EXERCISE DIRECTIONS:
Please find each line in the items below that contains the word "metal", and copy those lines. Case counts.

GIVEN RECORDS:

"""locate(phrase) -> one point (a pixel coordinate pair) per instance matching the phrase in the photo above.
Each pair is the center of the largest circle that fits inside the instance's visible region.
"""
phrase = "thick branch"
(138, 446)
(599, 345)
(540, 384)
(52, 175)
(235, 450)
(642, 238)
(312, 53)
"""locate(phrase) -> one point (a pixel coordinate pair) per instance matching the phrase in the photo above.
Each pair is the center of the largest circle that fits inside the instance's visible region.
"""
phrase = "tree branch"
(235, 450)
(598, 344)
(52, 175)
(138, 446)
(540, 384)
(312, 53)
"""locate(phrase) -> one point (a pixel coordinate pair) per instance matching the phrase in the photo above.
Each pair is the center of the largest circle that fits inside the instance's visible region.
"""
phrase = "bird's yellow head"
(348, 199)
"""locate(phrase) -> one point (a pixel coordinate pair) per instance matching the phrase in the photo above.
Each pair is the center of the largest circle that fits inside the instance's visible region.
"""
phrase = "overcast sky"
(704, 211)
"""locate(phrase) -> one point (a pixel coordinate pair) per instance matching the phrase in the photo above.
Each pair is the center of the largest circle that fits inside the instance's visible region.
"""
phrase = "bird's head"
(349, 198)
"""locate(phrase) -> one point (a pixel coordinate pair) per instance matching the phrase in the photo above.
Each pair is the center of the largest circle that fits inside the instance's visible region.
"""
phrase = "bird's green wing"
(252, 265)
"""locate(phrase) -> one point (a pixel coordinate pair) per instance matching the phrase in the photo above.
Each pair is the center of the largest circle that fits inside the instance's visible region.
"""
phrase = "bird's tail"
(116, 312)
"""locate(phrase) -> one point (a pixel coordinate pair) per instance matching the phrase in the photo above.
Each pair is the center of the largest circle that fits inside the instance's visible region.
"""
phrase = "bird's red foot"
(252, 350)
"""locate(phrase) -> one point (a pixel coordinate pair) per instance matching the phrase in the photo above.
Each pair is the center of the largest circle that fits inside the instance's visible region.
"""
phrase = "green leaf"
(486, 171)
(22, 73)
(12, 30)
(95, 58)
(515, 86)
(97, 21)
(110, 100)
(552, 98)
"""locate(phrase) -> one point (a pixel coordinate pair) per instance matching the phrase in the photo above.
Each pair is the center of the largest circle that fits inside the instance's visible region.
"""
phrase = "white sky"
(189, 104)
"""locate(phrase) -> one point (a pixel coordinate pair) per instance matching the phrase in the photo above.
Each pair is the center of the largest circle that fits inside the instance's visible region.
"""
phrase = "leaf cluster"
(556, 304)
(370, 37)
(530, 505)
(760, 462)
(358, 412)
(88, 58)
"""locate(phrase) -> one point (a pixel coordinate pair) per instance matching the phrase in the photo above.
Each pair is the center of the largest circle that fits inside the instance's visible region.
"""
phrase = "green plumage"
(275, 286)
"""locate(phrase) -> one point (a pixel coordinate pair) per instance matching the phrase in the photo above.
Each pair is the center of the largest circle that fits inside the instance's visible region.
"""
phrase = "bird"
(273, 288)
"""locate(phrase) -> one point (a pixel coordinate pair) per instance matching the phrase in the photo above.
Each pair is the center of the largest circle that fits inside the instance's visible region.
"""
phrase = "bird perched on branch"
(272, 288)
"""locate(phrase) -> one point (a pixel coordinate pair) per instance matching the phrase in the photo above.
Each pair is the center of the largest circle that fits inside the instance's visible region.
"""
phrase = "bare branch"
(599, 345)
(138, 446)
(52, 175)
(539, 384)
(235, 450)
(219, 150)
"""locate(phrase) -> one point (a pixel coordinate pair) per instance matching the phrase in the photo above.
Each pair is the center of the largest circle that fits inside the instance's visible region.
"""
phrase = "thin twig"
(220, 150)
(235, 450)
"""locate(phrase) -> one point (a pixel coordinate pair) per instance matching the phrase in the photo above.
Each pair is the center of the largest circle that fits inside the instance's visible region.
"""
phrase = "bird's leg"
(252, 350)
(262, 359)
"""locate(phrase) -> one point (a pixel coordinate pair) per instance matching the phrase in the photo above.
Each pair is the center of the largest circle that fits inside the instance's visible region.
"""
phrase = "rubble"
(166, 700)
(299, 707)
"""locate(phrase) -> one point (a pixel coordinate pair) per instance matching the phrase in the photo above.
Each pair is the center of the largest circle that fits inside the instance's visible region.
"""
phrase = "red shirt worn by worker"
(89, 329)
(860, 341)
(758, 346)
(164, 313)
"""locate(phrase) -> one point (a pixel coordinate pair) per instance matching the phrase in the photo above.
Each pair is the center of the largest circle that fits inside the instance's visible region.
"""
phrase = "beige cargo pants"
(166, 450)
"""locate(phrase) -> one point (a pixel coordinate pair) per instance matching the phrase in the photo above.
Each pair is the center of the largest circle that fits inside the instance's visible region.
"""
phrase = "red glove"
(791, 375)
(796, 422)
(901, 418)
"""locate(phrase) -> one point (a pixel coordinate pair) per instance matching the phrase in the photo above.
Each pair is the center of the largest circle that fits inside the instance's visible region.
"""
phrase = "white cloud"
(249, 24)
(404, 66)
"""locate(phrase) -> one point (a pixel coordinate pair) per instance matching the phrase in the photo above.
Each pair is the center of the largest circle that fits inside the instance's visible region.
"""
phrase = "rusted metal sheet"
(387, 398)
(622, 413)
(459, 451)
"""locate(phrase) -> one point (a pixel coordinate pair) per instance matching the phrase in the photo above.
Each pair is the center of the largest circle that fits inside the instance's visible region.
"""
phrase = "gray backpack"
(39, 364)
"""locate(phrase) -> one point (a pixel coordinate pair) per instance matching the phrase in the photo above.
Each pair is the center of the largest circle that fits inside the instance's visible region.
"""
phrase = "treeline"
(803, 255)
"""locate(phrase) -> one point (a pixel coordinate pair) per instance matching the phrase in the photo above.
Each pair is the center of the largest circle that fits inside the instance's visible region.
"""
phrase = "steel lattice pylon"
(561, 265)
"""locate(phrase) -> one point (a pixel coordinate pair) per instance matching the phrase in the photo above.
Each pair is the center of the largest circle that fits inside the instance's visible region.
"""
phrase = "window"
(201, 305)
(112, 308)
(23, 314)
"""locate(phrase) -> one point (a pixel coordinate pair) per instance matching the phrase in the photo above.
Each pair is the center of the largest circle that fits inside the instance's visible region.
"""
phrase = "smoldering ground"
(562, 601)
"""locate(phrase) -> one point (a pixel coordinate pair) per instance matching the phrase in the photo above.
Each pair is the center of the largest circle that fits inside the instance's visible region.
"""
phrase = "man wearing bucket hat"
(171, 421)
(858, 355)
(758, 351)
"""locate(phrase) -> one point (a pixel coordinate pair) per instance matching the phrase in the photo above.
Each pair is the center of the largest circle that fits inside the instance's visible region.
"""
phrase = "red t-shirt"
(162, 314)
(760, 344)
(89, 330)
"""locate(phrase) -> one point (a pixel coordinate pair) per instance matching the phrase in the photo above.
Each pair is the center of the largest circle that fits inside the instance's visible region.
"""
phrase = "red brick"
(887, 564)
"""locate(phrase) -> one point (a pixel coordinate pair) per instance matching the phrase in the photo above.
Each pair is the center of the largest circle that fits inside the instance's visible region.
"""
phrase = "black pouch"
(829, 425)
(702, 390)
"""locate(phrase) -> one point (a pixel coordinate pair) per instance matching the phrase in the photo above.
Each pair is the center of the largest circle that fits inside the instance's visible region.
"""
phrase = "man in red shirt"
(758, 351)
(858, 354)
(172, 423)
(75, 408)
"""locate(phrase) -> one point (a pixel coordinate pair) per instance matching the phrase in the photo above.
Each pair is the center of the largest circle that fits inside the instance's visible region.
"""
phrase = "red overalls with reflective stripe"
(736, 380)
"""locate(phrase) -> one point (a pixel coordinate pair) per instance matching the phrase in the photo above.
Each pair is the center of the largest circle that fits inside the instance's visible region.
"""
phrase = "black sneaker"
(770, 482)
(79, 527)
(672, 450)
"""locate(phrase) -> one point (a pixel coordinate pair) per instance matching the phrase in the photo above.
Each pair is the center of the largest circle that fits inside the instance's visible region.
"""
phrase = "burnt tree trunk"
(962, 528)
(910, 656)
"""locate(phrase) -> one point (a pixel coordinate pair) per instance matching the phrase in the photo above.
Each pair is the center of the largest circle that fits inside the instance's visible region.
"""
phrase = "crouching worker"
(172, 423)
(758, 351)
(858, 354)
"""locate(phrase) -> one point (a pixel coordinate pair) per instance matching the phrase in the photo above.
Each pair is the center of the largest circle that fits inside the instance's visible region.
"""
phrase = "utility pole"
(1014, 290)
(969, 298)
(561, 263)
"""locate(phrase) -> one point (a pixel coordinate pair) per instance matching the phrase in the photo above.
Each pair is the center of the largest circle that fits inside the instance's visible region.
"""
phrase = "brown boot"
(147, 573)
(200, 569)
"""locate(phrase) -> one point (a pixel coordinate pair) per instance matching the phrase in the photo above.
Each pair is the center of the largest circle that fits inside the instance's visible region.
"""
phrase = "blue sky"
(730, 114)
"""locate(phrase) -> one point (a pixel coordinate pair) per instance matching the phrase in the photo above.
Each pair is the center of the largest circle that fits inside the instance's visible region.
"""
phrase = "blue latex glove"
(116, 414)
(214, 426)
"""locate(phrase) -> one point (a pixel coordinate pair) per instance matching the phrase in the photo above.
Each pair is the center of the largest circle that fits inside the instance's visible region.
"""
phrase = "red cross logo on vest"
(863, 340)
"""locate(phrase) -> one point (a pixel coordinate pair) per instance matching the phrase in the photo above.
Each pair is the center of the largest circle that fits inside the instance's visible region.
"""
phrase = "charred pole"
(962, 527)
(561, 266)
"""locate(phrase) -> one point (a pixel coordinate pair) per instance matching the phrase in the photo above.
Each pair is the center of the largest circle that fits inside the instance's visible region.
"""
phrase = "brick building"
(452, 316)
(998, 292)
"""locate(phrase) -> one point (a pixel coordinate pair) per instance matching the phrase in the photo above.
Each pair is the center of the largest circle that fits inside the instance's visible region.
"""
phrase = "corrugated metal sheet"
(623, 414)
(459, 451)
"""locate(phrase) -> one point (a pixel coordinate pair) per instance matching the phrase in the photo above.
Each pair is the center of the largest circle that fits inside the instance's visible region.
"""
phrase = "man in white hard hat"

OUTPUT FOR THIS TASK:
phrase = "rusted metal sheet"
phrase = "corrugated metal sheet"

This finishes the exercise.